### Short problem
Set down each record exactly as written.

(Entries on locating named things)
###

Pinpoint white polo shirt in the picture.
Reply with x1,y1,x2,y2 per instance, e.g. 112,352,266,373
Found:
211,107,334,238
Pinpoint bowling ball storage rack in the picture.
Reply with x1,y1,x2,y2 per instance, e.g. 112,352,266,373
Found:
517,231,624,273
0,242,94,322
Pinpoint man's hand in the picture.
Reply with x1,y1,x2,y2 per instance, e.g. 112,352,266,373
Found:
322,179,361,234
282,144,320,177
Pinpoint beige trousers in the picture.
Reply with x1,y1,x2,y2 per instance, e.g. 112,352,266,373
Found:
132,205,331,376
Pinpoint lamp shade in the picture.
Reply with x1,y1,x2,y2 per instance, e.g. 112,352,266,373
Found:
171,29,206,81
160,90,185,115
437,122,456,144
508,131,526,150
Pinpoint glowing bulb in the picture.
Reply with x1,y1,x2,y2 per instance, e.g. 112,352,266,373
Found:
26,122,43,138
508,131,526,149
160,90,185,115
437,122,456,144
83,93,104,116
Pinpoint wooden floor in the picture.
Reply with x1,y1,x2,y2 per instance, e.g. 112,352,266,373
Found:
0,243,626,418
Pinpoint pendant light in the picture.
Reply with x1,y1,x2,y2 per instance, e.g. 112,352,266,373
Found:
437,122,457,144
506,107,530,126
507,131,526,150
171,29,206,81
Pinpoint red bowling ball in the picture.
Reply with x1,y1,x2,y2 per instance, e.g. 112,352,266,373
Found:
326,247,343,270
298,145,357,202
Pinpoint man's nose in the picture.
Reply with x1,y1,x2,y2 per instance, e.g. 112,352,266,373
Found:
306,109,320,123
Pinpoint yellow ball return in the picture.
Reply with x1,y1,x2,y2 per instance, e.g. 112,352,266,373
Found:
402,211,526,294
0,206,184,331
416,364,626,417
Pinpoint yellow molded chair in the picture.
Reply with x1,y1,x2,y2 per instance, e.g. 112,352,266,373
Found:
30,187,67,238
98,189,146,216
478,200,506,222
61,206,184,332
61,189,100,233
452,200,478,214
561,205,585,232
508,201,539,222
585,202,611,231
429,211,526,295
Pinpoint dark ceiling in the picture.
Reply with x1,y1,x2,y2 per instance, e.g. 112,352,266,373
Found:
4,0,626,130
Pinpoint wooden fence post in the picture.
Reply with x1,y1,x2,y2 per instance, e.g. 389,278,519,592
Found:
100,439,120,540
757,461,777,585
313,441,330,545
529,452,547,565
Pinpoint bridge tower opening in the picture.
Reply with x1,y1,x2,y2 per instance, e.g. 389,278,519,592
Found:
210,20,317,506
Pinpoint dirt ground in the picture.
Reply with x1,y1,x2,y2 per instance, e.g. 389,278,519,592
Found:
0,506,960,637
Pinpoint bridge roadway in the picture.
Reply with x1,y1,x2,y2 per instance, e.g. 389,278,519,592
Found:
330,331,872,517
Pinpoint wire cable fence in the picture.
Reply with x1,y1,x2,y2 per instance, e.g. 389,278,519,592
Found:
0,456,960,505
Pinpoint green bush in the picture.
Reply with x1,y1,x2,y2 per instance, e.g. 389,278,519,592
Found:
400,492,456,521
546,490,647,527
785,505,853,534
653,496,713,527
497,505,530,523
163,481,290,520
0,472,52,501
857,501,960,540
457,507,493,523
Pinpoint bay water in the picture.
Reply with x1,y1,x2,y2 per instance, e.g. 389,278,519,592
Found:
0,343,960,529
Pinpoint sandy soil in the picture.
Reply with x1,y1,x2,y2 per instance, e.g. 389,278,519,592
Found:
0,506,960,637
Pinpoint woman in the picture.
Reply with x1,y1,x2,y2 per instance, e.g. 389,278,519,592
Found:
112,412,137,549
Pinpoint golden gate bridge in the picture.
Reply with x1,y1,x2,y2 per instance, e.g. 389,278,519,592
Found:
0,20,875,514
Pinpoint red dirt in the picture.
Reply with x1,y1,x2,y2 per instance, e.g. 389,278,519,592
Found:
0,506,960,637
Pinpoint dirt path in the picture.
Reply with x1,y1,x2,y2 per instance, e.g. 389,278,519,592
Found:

###

### Response to this task
Pinpoint white polo shirt in the picture.
Reply with x1,y1,x2,y2 per instance, e.g. 112,352,266,373
Found:
211,107,334,238
Pinpoint bowling ball storage rack in the picture.
Reply with x1,y1,x2,y2 per instance, e.g. 112,352,266,373
Found:
517,231,624,273
0,242,94,322
Pinpoint man's hand in the picture.
Reply with x1,y1,x2,y2 per instance, e.g. 112,352,266,373
Found:
322,179,361,234
282,144,320,177
Pinpoint beige trousers in the picture.
Reply with x1,y1,x2,y2 per instance, e.g. 112,352,266,373
Found:
132,205,331,376
Pinpoint lamp shade in the picture.
Reply with x1,y1,x2,y2 per instance, e.g. 112,352,266,373
Found:
171,29,206,81
160,90,185,115
437,122,456,144
508,131,526,150
Pinpoint glowing bulb in the picture.
Reply with x1,y1,x2,y2 per instance, e.g. 112,352,266,373
Found:
26,122,43,138
508,131,526,149
160,90,185,115
437,122,456,144
83,93,104,116
Pinpoint wooden floor in the picture.
Reply with x1,y1,x2,y2 per instance, e.g. 112,352,266,373
Found:
0,243,626,418
Pinpoint pendant light in the picture.
Reply with x1,y1,x2,y2 per instance, e.g. 112,352,266,373
Found:
437,122,457,144
506,107,530,126
507,131,526,150
171,29,206,81
Pinpoint red bowling ball in the picture.
Reply with x1,y1,x2,y2 per instance, e.g. 112,352,266,373
Found:
326,247,343,270
298,145,357,202
Pinpoint man's nose in the picture.
Reply with x1,y1,x2,y2 per instance, e.g. 112,352,266,373
Found:
306,109,320,123
Pinpoint yellow ball return in the picture.
Reply with x1,y1,x2,y2 per instance, e.g. 112,352,266,373
Found:
402,211,526,294
0,206,184,331
416,364,626,417
Pinpoint yellow molded chair in the picture.
Reply with x1,y1,x2,y2 per instance, e.g. 112,352,266,373
Found:
30,187,67,238
98,189,146,216
478,200,506,222
61,206,184,332
61,189,100,233
452,200,478,214
561,205,585,232
508,201,539,222
585,202,611,231
429,211,526,295
Pinpoint dark ceiling in the picture.
Reply with x1,y1,x2,y2 per instance, e.g. 112,352,266,373
Found:
4,0,626,130
Pinpoint wooden fence post in the picture.
Reply with x1,y1,x2,y2 per instance, e.g. 389,278,519,592
Found:
100,439,120,540
757,461,777,585
313,441,330,545
529,452,547,565
Pinpoint bridge tower opening in the picture.
Reply with x1,y1,x2,y2 per instance, e.g. 389,278,519,592
Found:
210,20,317,506
Pinpoint dirt ground in the picture.
Reply with x1,y1,x2,y2 per instance, e.g. 389,278,519,592
Found:
0,506,960,637
Pinpoint bridge roadway in the picture.
Reply with x1,y1,x2,y2 per instance, e.g. 389,278,519,592
Found:
330,331,872,517
Pinpoint wire cable fence in the picture.
Reply with x1,y1,x2,y2 per instance, e.g. 389,278,519,592
Found:
0,456,960,505
Pinpoint green bush in the picture.
Reply with x1,y1,x2,y2 per instance, e.g. 389,278,519,592
Found:
400,492,456,521
546,490,647,527
785,505,853,534
653,496,713,527
497,505,530,523
163,481,290,520
0,472,52,501
857,501,960,540
457,507,493,523
Pinpoint bay water in the picture.
Reply with x1,y1,x2,y2 per instance, e.g. 389,278,519,592
Found:
0,343,960,529
Pinpoint sandy soil in the picture.
Reply with x1,y1,x2,y2 per instance, e.g. 389,278,519,592
Found:
0,506,960,637
Pinpoint woman in the picture.
Reply with x1,y1,x2,y2 per instance, e.g. 389,278,519,592
Found:
112,412,137,549
Pinpoint golden gate bridge in the picture.
Reply with x1,y1,x2,y2 per instance, e.g. 389,278,519,592
Found:
0,20,875,514
Pinpoint red dirt in the picture.
Reply with x1,y1,x2,y2 per instance, e.g. 389,278,519,592
Found:
0,506,960,637
Pinpoint dirt path in the picture.
Reply with x1,y1,x2,y2 per instance, e.g. 389,278,519,592
Found:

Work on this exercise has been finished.